» **PROBLEM REQUIREMENTS**: With the images removed, repeat the data below exactly.
═══ PROVIDED ENTRIES
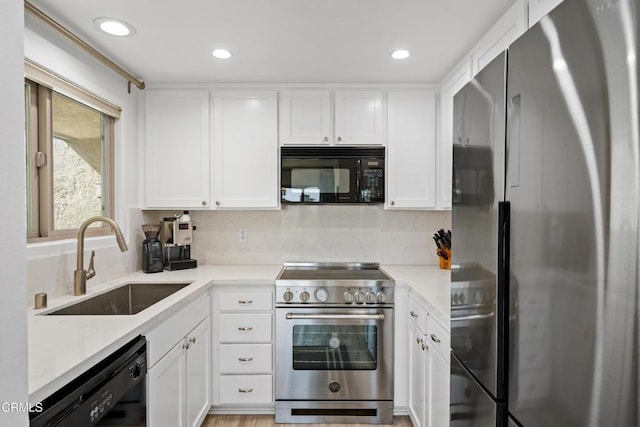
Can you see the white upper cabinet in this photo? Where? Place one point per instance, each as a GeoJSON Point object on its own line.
{"type": "Point", "coordinates": [305, 117]}
{"type": "Point", "coordinates": [539, 8]}
{"type": "Point", "coordinates": [453, 83]}
{"type": "Point", "coordinates": [411, 150]}
{"type": "Point", "coordinates": [508, 28]}
{"type": "Point", "coordinates": [177, 149]}
{"type": "Point", "coordinates": [246, 149]}
{"type": "Point", "coordinates": [359, 118]}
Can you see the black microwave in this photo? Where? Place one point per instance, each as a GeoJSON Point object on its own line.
{"type": "Point", "coordinates": [316, 175]}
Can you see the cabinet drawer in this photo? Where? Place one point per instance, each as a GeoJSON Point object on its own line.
{"type": "Point", "coordinates": [245, 358]}
{"type": "Point", "coordinates": [245, 301]}
{"type": "Point", "coordinates": [164, 336]}
{"type": "Point", "coordinates": [439, 338]}
{"type": "Point", "coordinates": [418, 314]}
{"type": "Point", "coordinates": [245, 389]}
{"type": "Point", "coordinates": [241, 328]}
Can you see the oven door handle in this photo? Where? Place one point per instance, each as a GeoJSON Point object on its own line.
{"type": "Point", "coordinates": [473, 317]}
{"type": "Point", "coordinates": [291, 316]}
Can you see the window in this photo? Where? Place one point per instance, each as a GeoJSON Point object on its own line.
{"type": "Point", "coordinates": [69, 162]}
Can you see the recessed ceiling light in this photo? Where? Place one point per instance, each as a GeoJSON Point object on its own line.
{"type": "Point", "coordinates": [222, 54]}
{"type": "Point", "coordinates": [400, 54]}
{"type": "Point", "coordinates": [115, 27]}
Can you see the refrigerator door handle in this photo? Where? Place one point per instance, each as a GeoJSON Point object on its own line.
{"type": "Point", "coordinates": [504, 223]}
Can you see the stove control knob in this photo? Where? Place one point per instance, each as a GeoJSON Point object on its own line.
{"type": "Point", "coordinates": [348, 297]}
{"type": "Point", "coordinates": [382, 297]}
{"type": "Point", "coordinates": [321, 294]}
{"type": "Point", "coordinates": [287, 296]}
{"type": "Point", "coordinates": [370, 298]}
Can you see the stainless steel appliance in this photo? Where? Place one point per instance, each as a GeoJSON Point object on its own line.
{"type": "Point", "coordinates": [314, 175]}
{"type": "Point", "coordinates": [176, 237]}
{"type": "Point", "coordinates": [112, 393]}
{"type": "Point", "coordinates": [334, 339]}
{"type": "Point", "coordinates": [546, 201]}
{"type": "Point", "coordinates": [152, 257]}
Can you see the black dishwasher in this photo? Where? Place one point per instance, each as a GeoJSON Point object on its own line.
{"type": "Point", "coordinates": [111, 393]}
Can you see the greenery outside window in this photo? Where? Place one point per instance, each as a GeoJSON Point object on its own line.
{"type": "Point", "coordinates": [69, 162]}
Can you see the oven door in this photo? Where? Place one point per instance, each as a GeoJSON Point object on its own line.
{"type": "Point", "coordinates": [334, 354]}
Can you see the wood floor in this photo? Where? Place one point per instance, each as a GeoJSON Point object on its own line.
{"type": "Point", "coordinates": [269, 421]}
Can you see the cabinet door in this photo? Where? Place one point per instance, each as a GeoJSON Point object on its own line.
{"type": "Point", "coordinates": [359, 118]}
{"type": "Point", "coordinates": [439, 378]}
{"type": "Point", "coordinates": [246, 150]}
{"type": "Point", "coordinates": [411, 152]}
{"type": "Point", "coordinates": [508, 28]}
{"type": "Point", "coordinates": [539, 8]}
{"type": "Point", "coordinates": [177, 148]}
{"type": "Point", "coordinates": [305, 117]}
{"type": "Point", "coordinates": [198, 373]}
{"type": "Point", "coordinates": [417, 376]}
{"type": "Point", "coordinates": [165, 389]}
{"type": "Point", "coordinates": [450, 132]}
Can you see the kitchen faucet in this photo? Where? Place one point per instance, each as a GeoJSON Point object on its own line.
{"type": "Point", "coordinates": [80, 276]}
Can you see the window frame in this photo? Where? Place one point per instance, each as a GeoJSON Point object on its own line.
{"type": "Point", "coordinates": [42, 85]}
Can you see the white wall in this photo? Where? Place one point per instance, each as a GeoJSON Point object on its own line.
{"type": "Point", "coordinates": [315, 233]}
{"type": "Point", "coordinates": [51, 265]}
{"type": "Point", "coordinates": [13, 333]}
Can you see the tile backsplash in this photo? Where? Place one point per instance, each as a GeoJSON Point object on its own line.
{"type": "Point", "coordinates": [314, 233]}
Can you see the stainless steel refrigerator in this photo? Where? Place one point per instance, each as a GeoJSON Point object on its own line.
{"type": "Point", "coordinates": [545, 326]}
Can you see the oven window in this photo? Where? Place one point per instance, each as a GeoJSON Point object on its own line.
{"type": "Point", "coordinates": [335, 347]}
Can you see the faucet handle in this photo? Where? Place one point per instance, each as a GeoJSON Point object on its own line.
{"type": "Point", "coordinates": [91, 271]}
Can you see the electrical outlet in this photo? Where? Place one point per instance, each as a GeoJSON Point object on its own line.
{"type": "Point", "coordinates": [243, 235]}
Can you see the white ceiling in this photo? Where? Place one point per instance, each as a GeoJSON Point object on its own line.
{"type": "Point", "coordinates": [294, 41]}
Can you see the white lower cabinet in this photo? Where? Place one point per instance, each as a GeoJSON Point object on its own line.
{"type": "Point", "coordinates": [243, 348]}
{"type": "Point", "coordinates": [178, 380]}
{"type": "Point", "coordinates": [429, 368]}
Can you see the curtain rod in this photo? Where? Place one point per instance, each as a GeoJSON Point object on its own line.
{"type": "Point", "coordinates": [45, 19]}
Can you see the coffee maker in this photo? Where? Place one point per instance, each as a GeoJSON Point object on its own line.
{"type": "Point", "coordinates": [152, 257]}
{"type": "Point", "coordinates": [176, 237]}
══════
» **ANSWER BELOW**:
Can you see the white upper cabinet in this photo? Where? Place one point per instance, each as a GeoJSON Point object on its own line.
{"type": "Point", "coordinates": [305, 117]}
{"type": "Point", "coordinates": [539, 8]}
{"type": "Point", "coordinates": [453, 83]}
{"type": "Point", "coordinates": [411, 150]}
{"type": "Point", "coordinates": [508, 28]}
{"type": "Point", "coordinates": [177, 149]}
{"type": "Point", "coordinates": [246, 149]}
{"type": "Point", "coordinates": [359, 118]}
Can you see the black microwave in this photo? Where? Place one point per instance, each as a GeoJSON Point object on its own line.
{"type": "Point", "coordinates": [316, 175]}
Can you see the cabinet drawer in this photo? Where? Place one point per instance, each as a GeoJSON Point object on its own line.
{"type": "Point", "coordinates": [245, 358]}
{"type": "Point", "coordinates": [245, 301]}
{"type": "Point", "coordinates": [164, 336]}
{"type": "Point", "coordinates": [439, 338]}
{"type": "Point", "coordinates": [418, 314]}
{"type": "Point", "coordinates": [245, 389]}
{"type": "Point", "coordinates": [241, 328]}
Can you see the oven door handle in this photo? Where? Place one point per instance, each as a GeoJSON Point object on its own line.
{"type": "Point", "coordinates": [473, 317]}
{"type": "Point", "coordinates": [291, 316]}
Can you see the window in this photo? Where? Place one point per instance, each as a GeoJSON Point object on its own line.
{"type": "Point", "coordinates": [69, 162]}
Can you see the recessed ceiling light in this photo? Where? Place one point per instance, each as a GeoJSON Point object on its own line.
{"type": "Point", "coordinates": [222, 54]}
{"type": "Point", "coordinates": [400, 54]}
{"type": "Point", "coordinates": [115, 27]}
Can you see the refrigerator door handle in this photo? Where? Place one point per instance, each as a GeoJSON Point object on its own line.
{"type": "Point", "coordinates": [504, 223]}
Can you see the stove control knob in this photo? Where? Place one point per instance, each as a GeoJSON Point object on its own line.
{"type": "Point", "coordinates": [348, 297]}
{"type": "Point", "coordinates": [382, 297]}
{"type": "Point", "coordinates": [321, 294]}
{"type": "Point", "coordinates": [287, 296]}
{"type": "Point", "coordinates": [370, 298]}
Can you see the stainless steel appliance in this photo? Where? Place one point per instance, each as a GeoJSON Point object on its own line.
{"type": "Point", "coordinates": [314, 175]}
{"type": "Point", "coordinates": [176, 237]}
{"type": "Point", "coordinates": [112, 393]}
{"type": "Point", "coordinates": [334, 339]}
{"type": "Point", "coordinates": [546, 201]}
{"type": "Point", "coordinates": [152, 257]}
Can you see the black dishwasher in this photo? Where? Place one point per instance, each as a GeoJSON Point object on its own line.
{"type": "Point", "coordinates": [111, 393]}
Can you see the greenery outside window in this photo? Where? Place one point per instance, each as a GeoJSON Point object on its own line.
{"type": "Point", "coordinates": [69, 162]}
Can you see the oven door in this photo? Where? Place one point per instance, each as a GeoJSON Point object on its own line.
{"type": "Point", "coordinates": [334, 354]}
Can you see the wood floor in this photo? Where? Place one point per instance, each as a GeoJSON Point object on its own line.
{"type": "Point", "coordinates": [269, 421]}
Can you see the cabinet door in this photo? Where? Place one point per instance, each as a GeoJSON Point object on its own line.
{"type": "Point", "coordinates": [359, 118]}
{"type": "Point", "coordinates": [439, 378]}
{"type": "Point", "coordinates": [246, 150]}
{"type": "Point", "coordinates": [411, 152]}
{"type": "Point", "coordinates": [508, 28]}
{"type": "Point", "coordinates": [539, 8]}
{"type": "Point", "coordinates": [177, 148]}
{"type": "Point", "coordinates": [305, 117]}
{"type": "Point", "coordinates": [198, 373]}
{"type": "Point", "coordinates": [417, 376]}
{"type": "Point", "coordinates": [165, 389]}
{"type": "Point", "coordinates": [450, 132]}
Can you see the kitchen faucet in this photo? Where? Place one point per instance, each as a GeoJSON Point object on its own line.
{"type": "Point", "coordinates": [80, 276]}
Can you see the window frame in this photo? Where? Place one point per instance, each as a GeoJSON Point object on its own line.
{"type": "Point", "coordinates": [42, 85]}
Can you see the white wall in this photo? Where? Place one point per instance, each as a GeoJSON Point object on its own line.
{"type": "Point", "coordinates": [315, 233]}
{"type": "Point", "coordinates": [51, 265]}
{"type": "Point", "coordinates": [13, 333]}
Can you see the tile backsplash in this photo? Where? Place one point per instance, each as a GeoJSON Point object on its own line.
{"type": "Point", "coordinates": [314, 233]}
Can you see the stainless steel refrigerator in this photo? Where? Place one point per instance, each as a GeoJSON Point object on its own line.
{"type": "Point", "coordinates": [545, 326]}
Can you see the oven window in this photo? Where? Place one point per instance, each as a GeoJSON Point object on its own line.
{"type": "Point", "coordinates": [335, 347]}
Can you see the faucet handle in this photo? Where? Place one point per instance, each as a GeoJSON Point object on its own line.
{"type": "Point", "coordinates": [91, 271]}
Can you see the electrical outlet in this photo? Where? Place one point per instance, each as a GeoJSON Point object on its own line.
{"type": "Point", "coordinates": [243, 235]}
Can you see the white ceiling in this photo? Where? Place one point per instance, each as a GeoJSON Point object on its own line.
{"type": "Point", "coordinates": [294, 41]}
Can you see the white lower cabinet in this photo? Where? Place one point per instance, each as a GeoJSON Point object on its own line.
{"type": "Point", "coordinates": [243, 348]}
{"type": "Point", "coordinates": [178, 380]}
{"type": "Point", "coordinates": [429, 368]}
Can you see the curtain rod in this photo? Where? Place one point per instance, each as a GeoJSON Point object on its own line.
{"type": "Point", "coordinates": [45, 19]}
Can you see the coffee maker in this photo? Where? Place one point per instance, each as a GeoJSON Point object on its own line.
{"type": "Point", "coordinates": [152, 257]}
{"type": "Point", "coordinates": [176, 237]}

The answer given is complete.